Supplied material>
■ ■ ■

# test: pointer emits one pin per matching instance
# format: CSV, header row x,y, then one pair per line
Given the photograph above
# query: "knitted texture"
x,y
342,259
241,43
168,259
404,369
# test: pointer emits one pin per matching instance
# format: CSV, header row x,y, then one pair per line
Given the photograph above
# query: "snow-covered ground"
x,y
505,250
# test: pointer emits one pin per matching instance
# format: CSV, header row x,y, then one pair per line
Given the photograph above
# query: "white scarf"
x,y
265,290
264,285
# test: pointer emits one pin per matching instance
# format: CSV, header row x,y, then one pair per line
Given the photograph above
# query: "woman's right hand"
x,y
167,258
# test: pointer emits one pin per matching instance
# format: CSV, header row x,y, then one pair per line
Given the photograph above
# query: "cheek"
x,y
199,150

■ ■ ■

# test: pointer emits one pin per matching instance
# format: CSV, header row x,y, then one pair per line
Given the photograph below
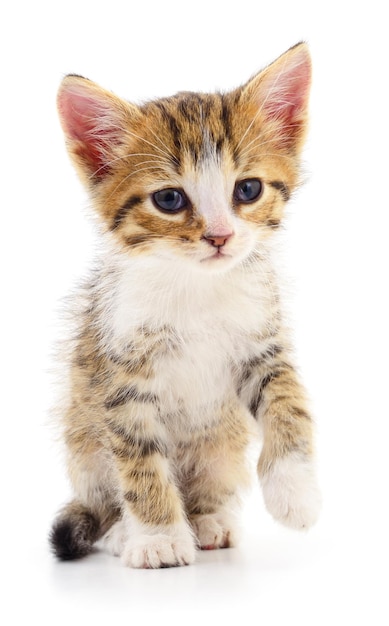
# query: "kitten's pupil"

■ ■ ■

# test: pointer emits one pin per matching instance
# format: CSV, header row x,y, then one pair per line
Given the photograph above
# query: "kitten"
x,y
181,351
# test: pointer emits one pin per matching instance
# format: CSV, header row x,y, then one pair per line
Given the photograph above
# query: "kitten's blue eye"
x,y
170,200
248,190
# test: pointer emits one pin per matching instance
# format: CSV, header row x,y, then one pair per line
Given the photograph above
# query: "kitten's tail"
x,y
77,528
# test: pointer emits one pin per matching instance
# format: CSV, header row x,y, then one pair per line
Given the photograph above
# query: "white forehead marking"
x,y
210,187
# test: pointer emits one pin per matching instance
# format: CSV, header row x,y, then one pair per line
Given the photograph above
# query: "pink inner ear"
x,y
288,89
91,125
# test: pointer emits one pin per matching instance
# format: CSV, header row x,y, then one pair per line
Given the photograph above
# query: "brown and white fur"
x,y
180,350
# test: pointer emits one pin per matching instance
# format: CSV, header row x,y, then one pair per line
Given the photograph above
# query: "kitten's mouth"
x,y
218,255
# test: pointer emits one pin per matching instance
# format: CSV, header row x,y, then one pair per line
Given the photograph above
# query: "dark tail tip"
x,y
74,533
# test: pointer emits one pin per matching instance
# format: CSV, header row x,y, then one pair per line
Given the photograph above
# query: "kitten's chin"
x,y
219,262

■ ■ ■

Aim> Count the lines in the records above that contain the string "tail", and give only that number.

Task result> 2